+++ ESTRATTO FORNITO

Appare evidente, oggi, una diffusa e pervasiva incapacità di affrontare l'attesa, sia essa quella relativa al caricamento di una pagina Web, sia quella per una coda inaspettata nello svolgimento di una commissione, sia, ancora, un allungamento del tempo di accesso per la fruizione di un contenuto.
In tutti questi casi, e in altri a essi assimilabili, è percepibile e palpabile un aumento diffuso del nervosismo, del disagio e del fastidio.
Se l'osservazione empirica ci permette di valutare gli impatti sociali di questi fenomeni, quel che ai più, probabilmente, sfugge è la conseguenza che ne deriva: se non siamo capaci di aspettare, non riusciamo a imparare.
E sempre nell'osservazione empirica della quotidianità, nei dialoghi e nelle interazioni relazionali emerge come, di pari passo con il progredire nella frequenza e rilevanza degli accessi al digitale, si diffonde la scarsa capacità di scatenare il meccanismo di ricompensa, il più efficace tra i driver dei nostri processi mentali, nel caso di elaborazioni che richiedano una quantità di tempo più consistente; a questo corrisponde una costante ricerca di ricompense a breve o a brevissimo termine, un esempio su tutti lo scrolling compulsivo di notizie o post sui social network, non in grado di fornirci il grado di benessere e di piacere di cui abbiamo bisogno.

++++++
+++ DATI DISPONIBILI

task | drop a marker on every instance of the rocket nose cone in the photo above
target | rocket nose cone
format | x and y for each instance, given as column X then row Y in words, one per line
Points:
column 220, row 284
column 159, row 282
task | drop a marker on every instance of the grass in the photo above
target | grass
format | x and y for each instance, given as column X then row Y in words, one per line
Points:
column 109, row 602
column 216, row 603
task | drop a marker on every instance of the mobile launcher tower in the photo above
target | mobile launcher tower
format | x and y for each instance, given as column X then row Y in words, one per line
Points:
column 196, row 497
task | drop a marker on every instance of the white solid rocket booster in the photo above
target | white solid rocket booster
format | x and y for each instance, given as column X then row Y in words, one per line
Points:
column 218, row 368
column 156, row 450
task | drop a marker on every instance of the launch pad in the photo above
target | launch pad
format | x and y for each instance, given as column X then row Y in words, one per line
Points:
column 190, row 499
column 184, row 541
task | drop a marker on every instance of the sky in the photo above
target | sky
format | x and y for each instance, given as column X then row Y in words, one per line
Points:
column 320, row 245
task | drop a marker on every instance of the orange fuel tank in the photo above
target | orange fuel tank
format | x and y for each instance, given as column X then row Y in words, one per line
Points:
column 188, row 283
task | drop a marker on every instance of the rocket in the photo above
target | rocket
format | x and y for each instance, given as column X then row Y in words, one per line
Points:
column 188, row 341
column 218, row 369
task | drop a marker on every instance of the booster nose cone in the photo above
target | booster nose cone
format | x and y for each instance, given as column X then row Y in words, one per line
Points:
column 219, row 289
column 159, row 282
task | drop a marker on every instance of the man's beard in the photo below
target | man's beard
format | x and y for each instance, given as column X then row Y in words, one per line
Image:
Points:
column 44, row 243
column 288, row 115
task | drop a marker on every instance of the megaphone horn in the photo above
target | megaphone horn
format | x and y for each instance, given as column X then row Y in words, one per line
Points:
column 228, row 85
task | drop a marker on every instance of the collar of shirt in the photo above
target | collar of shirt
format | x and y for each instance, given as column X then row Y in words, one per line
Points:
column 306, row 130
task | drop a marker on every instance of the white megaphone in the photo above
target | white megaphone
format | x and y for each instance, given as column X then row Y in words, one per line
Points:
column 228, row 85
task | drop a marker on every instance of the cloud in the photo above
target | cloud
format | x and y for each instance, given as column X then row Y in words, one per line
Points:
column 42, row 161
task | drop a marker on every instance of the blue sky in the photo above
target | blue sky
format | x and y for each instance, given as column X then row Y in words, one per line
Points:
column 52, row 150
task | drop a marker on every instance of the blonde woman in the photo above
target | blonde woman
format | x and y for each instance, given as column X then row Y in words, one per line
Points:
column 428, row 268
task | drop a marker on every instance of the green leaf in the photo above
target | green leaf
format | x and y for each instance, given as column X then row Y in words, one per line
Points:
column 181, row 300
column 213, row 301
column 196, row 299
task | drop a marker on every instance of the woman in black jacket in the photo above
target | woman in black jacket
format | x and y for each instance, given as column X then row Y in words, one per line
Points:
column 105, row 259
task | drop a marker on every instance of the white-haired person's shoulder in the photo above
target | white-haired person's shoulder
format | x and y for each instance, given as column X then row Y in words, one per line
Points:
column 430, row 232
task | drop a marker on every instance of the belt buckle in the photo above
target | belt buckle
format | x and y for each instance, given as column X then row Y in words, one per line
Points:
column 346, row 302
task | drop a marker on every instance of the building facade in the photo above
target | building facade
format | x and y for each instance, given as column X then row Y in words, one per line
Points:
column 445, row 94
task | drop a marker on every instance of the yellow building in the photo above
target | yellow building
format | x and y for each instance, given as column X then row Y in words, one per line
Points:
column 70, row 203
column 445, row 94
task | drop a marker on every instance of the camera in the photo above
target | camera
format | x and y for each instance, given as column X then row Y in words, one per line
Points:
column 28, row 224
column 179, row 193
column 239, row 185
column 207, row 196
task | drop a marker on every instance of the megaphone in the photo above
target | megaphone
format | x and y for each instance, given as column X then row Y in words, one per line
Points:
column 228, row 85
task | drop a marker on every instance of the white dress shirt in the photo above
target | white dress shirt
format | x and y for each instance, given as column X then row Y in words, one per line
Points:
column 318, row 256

++++++

▶ DA FARE
A. Riporta tutto il brano sull'attesa a partire da "Appare evidente, oggi, una" e giù fino a "di un contenuto.".
B. Rispondi a queste domande sul brano sull'attesa.
(i) Secondo il brano, che cosa succede se non siamo capaci di aspettare?
(ii) Quali tre reazioni aumentano nei casi di attesa descritti?
(iii) Quale esempio viene dato della ricerca di ricompense a breve o a brevissimo termine?
I record non c'entrano in alcun modo.

▶ COMPITI SVOLTI
A.
Appare evidente, oggi, una diffusa e pervasiva incapacità di affrontare l'attesa, sia essa quella relativa al caricamento di una pagina Web, sia quella per una coda inaspettata nello svolgimento di una commissione, sia, ancora, un allungamento del tempo di accesso per la fruizione di un contenuto.

B.
(i) Non riusciamo a imparare.
(ii) Il nervosismo, il disagio e il fastidio.
(iii) Lo scrolling compulsivo di notizie o post sui social network.